▸ Source extract
---------------

Double evaluation within macro: a case of sizeof() to determine array's size passed as compound literal

C99 makes it possible to define arrays basically anywhere, as compound literals.

For example, given a trivial function sumf() that accepts an array of float as input, we would expect the prototype to be : float sumf(const float* arrayf, size_t size);

This can then be used like that : float total = sumf( (const float[]){ f1, f2, f3 }, 3 );

It's convenient because there is no need to declare a variable beforehand. The syntax is slightly ugly, but this could be hidden behind a macro.

However, note the final 3. This is the size of the array. It is required so that sumf() knows where to stop. But as code ages and get refactored, it's also an easy source of errors, because now this second argument must be kept in sync with the first parameter definition. For example, adding f4 requires to update this value to 4, otherwise the function returns a wrong calculation (and there is no warning notifying this issue).

So it would be better to keep both in sync.

If it was an array which was declared through a variable, it would be easy. We could have a macro, that simplifies the expression like this : float total = sumf( ARRAY(array_f) ); with just #define ARRAY(a) (a) , sizeof(a) / sizeof(*(a)). But then, array_f must be defined before calling the function, so it's not longer a compound literal.

Since it's a compound literal, it has no name, so it can't be referenced. Hence I could not find any better way than to repeat the compound literal in both parameters.

#define LIST_F(...)  (const float*)( __VA_ARGS__) , sizeof((const float*)( __VA_ARGS__)) / sizeof(float)
float total = sumf ( LIST_F( f1, f2, f3 ) );

and this would work. Adding an f4 into the list would automatically update the size argument to correct size.

However, this all works fine as long as all members are variables. But what about cases where it's a function ? Would the function be invoked twice ? Say for example : float total = sumf ( LIST_F( v1, f2() ) );, will f2() be invoked twice? This is unclear to me as f2() is mentioned within sizeof(), so it could, in theory, know the return type size without actually invoking f2(). But I'm unsure what the standard says about that. Is there a guarantee ? Is it implementation dependent ?

will f2() be invoked twice?

---------------

▸ Do this
Say whether each statement below agrees with the question about double evaluation in macros. Answer yes or no, and quote the deciding words.
1. Leaving the size argument at 3 after adding f4 triggers a compiler warning.
2. The ARRAY macro needs the array to be defined before the function is called.
3. The writer states that the standard guarantees f2() runs only once.

---------------

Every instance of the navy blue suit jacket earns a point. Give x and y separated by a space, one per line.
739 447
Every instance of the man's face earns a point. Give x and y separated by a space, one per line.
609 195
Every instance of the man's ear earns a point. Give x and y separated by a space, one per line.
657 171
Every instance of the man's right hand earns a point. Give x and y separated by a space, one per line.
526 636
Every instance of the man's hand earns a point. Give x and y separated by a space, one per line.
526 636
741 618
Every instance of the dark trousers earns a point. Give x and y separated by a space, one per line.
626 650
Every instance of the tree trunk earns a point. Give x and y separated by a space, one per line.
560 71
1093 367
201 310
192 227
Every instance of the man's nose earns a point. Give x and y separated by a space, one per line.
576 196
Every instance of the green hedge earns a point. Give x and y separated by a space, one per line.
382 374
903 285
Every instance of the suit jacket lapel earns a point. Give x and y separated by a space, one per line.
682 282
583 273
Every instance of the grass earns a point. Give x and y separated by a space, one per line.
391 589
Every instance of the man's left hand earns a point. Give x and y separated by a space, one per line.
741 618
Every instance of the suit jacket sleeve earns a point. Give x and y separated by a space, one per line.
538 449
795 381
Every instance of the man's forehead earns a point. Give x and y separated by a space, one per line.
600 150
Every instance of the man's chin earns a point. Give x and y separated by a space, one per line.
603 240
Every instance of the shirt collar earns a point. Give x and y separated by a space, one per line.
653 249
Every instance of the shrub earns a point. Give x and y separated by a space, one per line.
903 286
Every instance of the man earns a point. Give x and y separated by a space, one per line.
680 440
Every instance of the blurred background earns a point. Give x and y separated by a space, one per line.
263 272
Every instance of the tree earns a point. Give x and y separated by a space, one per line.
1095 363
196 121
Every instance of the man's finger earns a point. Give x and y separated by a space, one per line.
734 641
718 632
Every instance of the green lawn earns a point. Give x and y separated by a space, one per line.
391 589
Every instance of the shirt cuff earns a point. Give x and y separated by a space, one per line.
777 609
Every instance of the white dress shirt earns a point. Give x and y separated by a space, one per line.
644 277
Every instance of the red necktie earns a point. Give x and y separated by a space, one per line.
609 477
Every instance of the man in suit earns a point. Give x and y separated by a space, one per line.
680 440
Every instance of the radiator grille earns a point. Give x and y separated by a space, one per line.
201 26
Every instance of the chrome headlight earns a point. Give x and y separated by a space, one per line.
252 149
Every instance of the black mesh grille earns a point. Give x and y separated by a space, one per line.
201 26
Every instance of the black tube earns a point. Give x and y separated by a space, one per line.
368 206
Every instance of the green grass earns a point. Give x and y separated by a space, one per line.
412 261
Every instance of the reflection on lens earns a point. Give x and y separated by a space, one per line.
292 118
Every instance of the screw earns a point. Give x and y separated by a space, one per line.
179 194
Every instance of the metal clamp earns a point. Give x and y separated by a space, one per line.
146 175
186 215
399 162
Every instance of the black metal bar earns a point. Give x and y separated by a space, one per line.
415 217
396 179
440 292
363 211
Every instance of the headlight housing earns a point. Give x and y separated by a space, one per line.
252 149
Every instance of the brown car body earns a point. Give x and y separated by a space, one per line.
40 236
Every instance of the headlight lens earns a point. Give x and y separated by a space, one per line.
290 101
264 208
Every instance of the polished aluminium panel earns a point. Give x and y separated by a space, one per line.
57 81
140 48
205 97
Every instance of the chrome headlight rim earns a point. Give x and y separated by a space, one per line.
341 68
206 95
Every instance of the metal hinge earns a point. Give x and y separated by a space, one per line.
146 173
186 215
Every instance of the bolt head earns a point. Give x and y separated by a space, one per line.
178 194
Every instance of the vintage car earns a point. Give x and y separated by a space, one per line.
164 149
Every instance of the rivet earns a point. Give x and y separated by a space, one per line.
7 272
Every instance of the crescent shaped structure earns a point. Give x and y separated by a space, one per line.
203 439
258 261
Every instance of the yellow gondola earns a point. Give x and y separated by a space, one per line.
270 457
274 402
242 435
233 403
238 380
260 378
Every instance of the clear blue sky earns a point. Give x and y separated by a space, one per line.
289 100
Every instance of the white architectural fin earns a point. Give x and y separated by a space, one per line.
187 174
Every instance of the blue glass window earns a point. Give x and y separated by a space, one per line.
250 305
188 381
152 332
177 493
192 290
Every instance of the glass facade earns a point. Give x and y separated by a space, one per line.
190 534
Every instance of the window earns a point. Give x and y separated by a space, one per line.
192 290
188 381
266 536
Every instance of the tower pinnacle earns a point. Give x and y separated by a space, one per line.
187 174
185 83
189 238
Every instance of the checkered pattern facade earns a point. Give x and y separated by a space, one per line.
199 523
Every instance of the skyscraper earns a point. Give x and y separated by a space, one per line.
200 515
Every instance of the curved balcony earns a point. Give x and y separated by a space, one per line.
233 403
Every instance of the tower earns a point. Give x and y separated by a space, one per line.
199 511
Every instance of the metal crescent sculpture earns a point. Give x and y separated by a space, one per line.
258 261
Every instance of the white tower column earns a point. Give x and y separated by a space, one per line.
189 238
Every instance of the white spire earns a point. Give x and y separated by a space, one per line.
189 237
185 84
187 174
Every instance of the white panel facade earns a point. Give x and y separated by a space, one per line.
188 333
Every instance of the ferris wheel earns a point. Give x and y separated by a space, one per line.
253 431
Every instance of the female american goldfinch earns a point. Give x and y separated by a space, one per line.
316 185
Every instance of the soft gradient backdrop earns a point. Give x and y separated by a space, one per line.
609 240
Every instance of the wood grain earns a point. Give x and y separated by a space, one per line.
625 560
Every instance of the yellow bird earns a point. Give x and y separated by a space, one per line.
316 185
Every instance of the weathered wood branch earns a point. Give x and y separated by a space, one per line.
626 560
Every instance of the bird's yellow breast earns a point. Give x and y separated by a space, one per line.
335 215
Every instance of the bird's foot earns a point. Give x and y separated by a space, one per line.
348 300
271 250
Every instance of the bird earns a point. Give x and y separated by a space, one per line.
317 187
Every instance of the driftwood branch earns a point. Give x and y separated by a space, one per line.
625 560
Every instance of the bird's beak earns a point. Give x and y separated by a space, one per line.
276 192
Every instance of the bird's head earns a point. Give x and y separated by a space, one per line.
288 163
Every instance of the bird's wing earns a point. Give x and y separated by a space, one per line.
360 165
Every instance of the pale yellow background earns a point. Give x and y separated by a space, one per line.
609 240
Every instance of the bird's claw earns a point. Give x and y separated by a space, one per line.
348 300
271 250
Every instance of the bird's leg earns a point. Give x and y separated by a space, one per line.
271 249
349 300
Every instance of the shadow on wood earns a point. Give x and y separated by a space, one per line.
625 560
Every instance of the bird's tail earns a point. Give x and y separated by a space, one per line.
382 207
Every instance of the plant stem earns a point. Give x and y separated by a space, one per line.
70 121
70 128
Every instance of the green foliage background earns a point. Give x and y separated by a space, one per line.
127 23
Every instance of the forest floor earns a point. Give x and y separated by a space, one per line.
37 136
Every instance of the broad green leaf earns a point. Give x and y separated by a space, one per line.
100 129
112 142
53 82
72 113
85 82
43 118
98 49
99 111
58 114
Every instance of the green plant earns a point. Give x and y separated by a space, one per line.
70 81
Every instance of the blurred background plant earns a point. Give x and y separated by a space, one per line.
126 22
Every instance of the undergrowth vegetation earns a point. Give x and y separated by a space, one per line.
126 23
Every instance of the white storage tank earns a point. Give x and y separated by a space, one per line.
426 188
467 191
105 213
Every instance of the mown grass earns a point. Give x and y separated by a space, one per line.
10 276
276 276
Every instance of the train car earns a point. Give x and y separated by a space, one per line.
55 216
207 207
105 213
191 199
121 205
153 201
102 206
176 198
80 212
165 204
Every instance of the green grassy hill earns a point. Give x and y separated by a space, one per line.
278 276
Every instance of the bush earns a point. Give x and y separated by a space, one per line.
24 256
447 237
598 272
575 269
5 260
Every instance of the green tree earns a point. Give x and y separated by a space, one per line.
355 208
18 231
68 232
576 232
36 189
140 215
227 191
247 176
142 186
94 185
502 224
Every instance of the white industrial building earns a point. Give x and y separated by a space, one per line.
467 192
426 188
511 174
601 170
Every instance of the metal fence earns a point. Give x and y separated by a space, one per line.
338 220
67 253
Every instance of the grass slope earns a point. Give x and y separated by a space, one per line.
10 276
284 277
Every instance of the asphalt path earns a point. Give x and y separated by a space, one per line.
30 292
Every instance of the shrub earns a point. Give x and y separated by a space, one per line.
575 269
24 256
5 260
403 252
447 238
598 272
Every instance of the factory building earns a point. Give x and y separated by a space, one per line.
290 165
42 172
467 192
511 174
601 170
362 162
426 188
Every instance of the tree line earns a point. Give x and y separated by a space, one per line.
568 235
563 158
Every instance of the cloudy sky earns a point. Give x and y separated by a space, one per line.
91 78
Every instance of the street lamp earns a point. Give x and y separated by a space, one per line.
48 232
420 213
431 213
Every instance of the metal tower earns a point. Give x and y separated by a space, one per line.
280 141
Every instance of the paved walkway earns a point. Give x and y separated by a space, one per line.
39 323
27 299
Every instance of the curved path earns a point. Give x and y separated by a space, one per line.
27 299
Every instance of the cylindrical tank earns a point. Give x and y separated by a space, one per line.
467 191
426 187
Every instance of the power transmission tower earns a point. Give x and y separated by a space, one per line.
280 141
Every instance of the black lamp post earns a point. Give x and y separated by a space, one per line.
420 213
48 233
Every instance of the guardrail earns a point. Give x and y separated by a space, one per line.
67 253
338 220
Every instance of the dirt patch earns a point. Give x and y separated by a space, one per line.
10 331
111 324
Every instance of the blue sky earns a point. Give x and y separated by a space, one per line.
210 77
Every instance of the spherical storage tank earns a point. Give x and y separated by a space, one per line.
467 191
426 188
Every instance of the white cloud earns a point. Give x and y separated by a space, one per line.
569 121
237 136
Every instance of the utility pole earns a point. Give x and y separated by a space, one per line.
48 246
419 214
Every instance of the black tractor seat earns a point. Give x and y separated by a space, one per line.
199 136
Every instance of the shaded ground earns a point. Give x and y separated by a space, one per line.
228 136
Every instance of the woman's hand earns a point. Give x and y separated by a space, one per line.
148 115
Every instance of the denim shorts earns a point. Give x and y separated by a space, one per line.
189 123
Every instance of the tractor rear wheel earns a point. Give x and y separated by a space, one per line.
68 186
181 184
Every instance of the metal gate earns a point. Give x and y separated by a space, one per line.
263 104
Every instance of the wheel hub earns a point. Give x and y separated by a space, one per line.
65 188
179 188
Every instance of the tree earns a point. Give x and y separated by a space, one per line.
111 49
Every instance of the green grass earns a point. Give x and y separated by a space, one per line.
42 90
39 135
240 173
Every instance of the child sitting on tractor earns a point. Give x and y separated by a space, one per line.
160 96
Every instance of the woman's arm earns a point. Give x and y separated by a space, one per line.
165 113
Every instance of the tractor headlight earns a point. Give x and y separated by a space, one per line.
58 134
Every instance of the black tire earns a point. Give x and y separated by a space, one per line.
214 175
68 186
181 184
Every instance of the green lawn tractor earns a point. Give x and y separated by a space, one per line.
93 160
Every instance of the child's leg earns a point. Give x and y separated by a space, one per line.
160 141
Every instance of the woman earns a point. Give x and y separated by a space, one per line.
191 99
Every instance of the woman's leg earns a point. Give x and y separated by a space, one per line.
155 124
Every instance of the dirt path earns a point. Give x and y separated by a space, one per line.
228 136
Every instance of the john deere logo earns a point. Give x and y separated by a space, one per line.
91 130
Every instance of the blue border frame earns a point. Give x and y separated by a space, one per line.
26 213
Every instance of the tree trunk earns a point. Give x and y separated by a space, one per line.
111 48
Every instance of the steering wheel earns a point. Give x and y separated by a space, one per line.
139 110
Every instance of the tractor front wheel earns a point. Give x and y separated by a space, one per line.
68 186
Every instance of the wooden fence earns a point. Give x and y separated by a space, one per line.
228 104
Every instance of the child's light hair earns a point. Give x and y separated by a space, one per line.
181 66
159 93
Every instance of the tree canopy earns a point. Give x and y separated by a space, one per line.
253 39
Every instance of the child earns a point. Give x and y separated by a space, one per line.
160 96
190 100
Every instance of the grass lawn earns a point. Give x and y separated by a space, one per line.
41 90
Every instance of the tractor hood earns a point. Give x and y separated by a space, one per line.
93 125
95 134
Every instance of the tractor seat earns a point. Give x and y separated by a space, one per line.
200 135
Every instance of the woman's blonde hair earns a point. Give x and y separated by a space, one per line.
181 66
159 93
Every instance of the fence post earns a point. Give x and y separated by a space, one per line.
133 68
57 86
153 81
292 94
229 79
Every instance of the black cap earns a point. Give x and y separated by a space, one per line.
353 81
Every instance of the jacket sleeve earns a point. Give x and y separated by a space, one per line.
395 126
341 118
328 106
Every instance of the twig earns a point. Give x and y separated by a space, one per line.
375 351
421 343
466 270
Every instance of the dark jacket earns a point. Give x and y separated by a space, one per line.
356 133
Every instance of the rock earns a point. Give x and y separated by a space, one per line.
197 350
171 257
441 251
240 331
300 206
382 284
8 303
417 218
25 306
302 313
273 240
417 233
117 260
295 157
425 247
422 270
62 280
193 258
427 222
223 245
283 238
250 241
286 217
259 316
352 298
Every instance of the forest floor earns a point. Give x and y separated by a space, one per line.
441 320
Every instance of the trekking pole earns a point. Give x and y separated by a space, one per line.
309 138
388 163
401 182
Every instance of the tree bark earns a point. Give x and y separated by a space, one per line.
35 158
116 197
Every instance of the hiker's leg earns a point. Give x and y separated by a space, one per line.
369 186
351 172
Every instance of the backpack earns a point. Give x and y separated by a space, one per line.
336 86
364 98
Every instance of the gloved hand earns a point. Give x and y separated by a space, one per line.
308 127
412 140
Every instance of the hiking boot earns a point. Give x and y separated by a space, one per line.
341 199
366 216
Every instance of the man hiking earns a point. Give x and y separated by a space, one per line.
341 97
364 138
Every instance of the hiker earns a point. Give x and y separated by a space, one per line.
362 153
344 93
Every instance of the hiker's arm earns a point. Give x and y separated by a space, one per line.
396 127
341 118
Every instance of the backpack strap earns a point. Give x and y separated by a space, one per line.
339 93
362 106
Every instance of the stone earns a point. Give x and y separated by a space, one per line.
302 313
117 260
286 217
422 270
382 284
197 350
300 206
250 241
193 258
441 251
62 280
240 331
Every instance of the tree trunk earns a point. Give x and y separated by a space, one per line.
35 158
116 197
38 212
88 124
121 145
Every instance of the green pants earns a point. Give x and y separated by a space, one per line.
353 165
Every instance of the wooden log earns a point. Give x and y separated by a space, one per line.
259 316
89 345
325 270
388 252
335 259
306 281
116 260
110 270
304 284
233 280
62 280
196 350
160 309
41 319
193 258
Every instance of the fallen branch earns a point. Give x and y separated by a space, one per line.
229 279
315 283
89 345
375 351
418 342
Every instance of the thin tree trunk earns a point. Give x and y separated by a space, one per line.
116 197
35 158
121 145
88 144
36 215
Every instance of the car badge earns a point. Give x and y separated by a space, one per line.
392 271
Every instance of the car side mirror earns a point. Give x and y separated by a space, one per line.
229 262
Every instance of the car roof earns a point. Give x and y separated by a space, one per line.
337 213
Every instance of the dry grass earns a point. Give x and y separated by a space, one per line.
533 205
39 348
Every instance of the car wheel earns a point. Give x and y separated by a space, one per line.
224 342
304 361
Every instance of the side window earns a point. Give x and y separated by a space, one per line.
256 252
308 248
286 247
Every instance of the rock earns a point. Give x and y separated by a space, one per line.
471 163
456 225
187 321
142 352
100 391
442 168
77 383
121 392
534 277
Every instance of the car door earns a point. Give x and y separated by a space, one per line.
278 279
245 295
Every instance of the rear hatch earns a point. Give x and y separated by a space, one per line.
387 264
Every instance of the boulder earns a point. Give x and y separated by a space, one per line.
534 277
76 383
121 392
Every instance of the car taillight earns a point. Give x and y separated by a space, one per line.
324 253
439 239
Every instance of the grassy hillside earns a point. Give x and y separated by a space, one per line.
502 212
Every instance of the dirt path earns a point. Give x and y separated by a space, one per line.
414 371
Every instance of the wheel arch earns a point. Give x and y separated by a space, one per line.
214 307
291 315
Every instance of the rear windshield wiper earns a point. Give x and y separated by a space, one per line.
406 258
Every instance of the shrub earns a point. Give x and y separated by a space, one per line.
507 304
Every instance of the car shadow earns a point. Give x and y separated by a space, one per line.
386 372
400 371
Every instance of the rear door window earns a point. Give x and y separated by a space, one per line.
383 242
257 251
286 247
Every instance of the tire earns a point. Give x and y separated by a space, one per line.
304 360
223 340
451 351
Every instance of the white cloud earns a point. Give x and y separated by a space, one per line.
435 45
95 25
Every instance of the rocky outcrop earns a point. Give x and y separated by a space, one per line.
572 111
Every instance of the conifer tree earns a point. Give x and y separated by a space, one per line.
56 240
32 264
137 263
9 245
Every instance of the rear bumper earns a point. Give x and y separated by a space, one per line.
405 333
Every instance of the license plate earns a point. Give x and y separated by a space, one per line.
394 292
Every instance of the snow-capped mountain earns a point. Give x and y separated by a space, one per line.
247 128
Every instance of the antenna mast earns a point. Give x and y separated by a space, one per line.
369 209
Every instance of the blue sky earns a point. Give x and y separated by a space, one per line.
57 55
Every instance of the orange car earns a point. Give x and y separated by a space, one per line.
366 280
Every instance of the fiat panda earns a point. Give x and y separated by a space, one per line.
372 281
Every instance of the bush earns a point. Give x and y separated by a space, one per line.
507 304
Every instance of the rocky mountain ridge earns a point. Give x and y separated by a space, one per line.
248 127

---------------

▸ Solution to the exercise
1. No: "and there is no warning notifying this issue"
2. Yes: "array_f must be defined before calling the function"
3. No: "But I'm unsure what the standard says about that."